_Instructions_
A – From the passage on John Carpenter's career, reproduce the text between "Bridges was Oscar-nominated" and "20th Century Studios)", inclusive.
B – In the passage on John Carpenter's career, which independent production company offered Carpenter a $3m budget in return for complete creative control?
:: Given passage ::
The Thing – or rather the reception to The Thing – would prove a turning point in Carpenter’s career. Shooting on location in Alaska, and with Rob Bottin’s demanding special effects, could have been a disaster, but Universal were “very supportive” having gone through a similar experience with Jaws – a film that turned out OK for all involved. Where the studio did have major problems was with the film’s nihilistic ending. “We actually came up with the final lines up there on location,” Carpenter recalls. “Universal, once they saw what we’d done, said, ‘Can’t you be triumphant here?’ I had a lot of pressure to change it.” Needless to say, Carpenter stuck to his guns. And what cut the deepest about The Thing’s commercial failure is that the film was exactly the movie Carpenter envisioned, no compromises. “It was hated by everybody when it came out because it was so dark. It’s the end of everything. I mean, come on!”

While it wasn’t the end of Carpenter’s career, it certainly felt that way for a while. “I was fired off of Firestarter because of The Thing. They kicked my butt to the pavement. So I was looking for a job, and I did Christine.” A year later Carpenter would be back in Hollywood’s good graces after helming Starman – a film outside his wheelhouse, but one he found mainstream success with. “It was an opportunity to do a romance. It’s amazing that it came along. Jeff was incredible to work with.”

Bridges was Oscar-nominated for his performance, and Starman’s success allowed Carpenter to get another leftfield project off the ground: Big Trouble In Little China. “I loved kung fu movies right from the first one I saw – Five Fingers Of Death. Oh my God, it was just a joy.” Shooting Big Trouble… was similarly joyous for Carpenter, but the same can’t be said for working with 20th Century Fox on the film - a fraught experience that caused Carpenter to step away from major studio moviemaking. “On Big Trouble… I was working with the head of a studio who was an intentionally cruel human being. I just didn’t want to deal with that any more.” 

James Hong in Big Trouble In Little China

(Image credit: 20th Century Studios)

I loved kung fu movies right from the first one I saw

John Carpenter

Carpenter temporarily found a home at independent production company Alive Films, who offered him a simple deal: a thrifty $3m budget in return for complete creative control. Prince Of Darkness was the first project to result – a Quatermass-inspired collision of theology and theoretical physics. Darkness was swiftly followed by They Live – a “primal scream against Reaganomics” that has become increasingly relevant over the years, something that amuses Carpenter because “It has a big fight in the middle that has nothing to do with anything!” Imagery from They Live has been utilised in anti-capitalist protest art, but in recent years Carpenter has found himself stamping out incorrect readings of his work. “The right wing is trying to adopt that movie for its own. They think that the aliens are Jewish. For fuck’s sake – come on, you idiots!”
:::
:: Information shown ::
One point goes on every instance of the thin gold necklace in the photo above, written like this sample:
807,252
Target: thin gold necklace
:::
_Solutions per task_
A –
Bridges was Oscar-nominated for his performance, and Starman’s success allowed Carpenter to get another leftfield project off the ground: Big Trouble In Little China. “I loved kung fu movies right from the first one I saw – Five Fingers Of Death. Oh my God, it was just a joy.” Shooting Big Trouble… was similarly joyous for Carpenter, but the same can’t be said for working with 20th Century Fox on the film - a fraught experience that caused Carpenter to step away from major studio moviemaking. “On Big Trouble… I was working with the head of a studio who was an intentionally cruel human being. I just didn’t want to deal with that any more.” 

James Hong in Big Trouble In Little China

(Image credit: 20th Century Studios)

B – Alive Films